◆ STATED GOAL ◆
According to the passage below on the Chicago Tribune article, what role does John Bachtell hold?

Chicago Tribune staff writer Rex Huppke has solicited the expertise of communist party leaders to defend Barack Obama from the fallout of the now famous answer he supplied to a man referred to as Joe the Plumber.
In an article with the misleading headline "Socialists: Obama No Socialist" Huppke applied some painstaking logic to reach his conclusion that Barack Obama can not be a socialist if avowed communists will not state that he is.
Local communists, rarely tapped as campaign pundits, say Sen. Barack Obama and his policies stand far afield from any form of socialism they know.
John Bachtell, the Illinois organizer for Communist Party USA, sees attempts by Sen. John McCain's campaign to label Obama a socialist as both offensive to socialists and a desperate ploy to tap into fears of voters who haven't forgotten their Cold War rhetoric.
This is funny. Yesterday we heard that Dick Durbin was going to reign in Barack Obama's liberal tendencies. Today a leader of Communist Party USA is coming to the defense of Barack Obama. Besides, we all know that communists support the capitalist candidate.

◆ DATA ROWS ◆
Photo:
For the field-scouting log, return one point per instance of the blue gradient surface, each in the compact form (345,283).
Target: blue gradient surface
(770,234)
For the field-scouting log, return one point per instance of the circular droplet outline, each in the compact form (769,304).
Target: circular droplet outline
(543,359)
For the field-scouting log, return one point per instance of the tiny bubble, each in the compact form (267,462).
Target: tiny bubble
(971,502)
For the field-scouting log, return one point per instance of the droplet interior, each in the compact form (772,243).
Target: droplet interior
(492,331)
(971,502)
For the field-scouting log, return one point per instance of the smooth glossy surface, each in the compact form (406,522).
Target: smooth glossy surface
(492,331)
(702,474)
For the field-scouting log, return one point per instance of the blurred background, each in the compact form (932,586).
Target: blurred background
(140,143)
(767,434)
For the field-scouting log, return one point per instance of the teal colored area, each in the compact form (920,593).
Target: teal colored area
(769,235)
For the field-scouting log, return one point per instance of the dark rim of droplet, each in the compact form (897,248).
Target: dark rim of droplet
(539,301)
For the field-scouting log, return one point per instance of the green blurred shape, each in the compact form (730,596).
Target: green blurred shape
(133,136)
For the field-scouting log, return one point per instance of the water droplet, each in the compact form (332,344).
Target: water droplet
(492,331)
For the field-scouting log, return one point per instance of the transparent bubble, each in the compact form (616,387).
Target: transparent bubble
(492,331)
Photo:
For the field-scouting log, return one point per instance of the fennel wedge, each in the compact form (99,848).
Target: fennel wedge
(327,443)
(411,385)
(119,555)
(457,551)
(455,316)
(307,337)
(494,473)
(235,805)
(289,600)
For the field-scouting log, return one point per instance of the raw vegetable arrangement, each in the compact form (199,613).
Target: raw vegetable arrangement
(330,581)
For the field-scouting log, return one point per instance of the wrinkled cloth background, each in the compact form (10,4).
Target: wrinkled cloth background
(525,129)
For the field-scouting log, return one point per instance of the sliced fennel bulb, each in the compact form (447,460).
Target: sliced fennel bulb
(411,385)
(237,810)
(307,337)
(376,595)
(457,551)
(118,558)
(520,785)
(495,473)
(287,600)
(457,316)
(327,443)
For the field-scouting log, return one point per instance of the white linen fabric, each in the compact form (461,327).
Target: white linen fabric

◆ COMPLETE OUTPUT ◆
He is the Illinois organizer for Communist Party USA.